_Exercise_: Report each line of the items below that contains the word "keys", copying the full line.

[Records from a collection]
▼

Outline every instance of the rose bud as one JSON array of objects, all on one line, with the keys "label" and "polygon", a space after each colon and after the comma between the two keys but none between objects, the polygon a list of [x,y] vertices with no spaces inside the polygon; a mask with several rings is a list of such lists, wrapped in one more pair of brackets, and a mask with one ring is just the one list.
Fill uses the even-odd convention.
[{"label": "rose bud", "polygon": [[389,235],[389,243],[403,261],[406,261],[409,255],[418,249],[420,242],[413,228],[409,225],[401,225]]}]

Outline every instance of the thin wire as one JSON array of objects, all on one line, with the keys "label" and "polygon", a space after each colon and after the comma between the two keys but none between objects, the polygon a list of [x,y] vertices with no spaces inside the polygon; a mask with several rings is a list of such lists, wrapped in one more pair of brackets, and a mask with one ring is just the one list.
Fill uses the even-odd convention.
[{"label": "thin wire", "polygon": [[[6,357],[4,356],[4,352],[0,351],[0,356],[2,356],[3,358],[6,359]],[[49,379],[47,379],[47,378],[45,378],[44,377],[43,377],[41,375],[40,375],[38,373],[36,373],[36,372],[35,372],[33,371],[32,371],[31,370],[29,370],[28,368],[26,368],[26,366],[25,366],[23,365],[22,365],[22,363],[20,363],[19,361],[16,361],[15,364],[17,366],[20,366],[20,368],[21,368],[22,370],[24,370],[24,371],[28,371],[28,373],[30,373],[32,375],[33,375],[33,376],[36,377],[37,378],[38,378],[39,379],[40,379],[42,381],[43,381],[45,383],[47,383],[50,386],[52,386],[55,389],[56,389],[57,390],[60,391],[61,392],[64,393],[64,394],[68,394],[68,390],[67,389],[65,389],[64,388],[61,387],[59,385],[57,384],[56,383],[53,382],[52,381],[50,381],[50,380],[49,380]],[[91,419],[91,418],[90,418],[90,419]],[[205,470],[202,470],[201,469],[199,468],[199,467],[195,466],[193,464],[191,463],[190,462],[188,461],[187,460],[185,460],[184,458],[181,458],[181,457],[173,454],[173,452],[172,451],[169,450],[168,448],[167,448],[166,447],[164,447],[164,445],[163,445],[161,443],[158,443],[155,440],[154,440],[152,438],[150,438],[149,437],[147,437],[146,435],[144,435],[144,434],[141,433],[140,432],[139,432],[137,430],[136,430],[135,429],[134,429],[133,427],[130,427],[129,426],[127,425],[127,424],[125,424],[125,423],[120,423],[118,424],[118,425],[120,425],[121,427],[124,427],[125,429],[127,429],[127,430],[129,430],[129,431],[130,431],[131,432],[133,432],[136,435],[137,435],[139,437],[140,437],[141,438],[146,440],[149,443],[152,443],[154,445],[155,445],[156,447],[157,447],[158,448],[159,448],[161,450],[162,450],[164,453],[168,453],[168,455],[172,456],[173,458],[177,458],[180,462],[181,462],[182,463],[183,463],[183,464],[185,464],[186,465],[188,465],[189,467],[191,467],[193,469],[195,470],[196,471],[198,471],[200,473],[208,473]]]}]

▲

_Reply_:
Outline every instance of the rose bud as one JSON array of objects, all on one line, with the keys "label" and "polygon", a space after each colon and after the comma between the two keys but none between objects, the polygon a list of [x,y] vertices with no spaces inside the polygon; a mask with several rings is a list of such lists, wrapped in one more pair of brackets, and a mask with one ring is just the one list.
Outline every instance of the thin wire as one JSON array of objects, all on one line, with the keys "label" and "polygon", a space after each colon and after the comma between the two keys but none between objects, the polygon a list of [x,y] vertices with no spaces inside the polygon; a mask with several rings is a list of such lists, wrapped in one more pair of brackets, and a mask with one ring is just the one list.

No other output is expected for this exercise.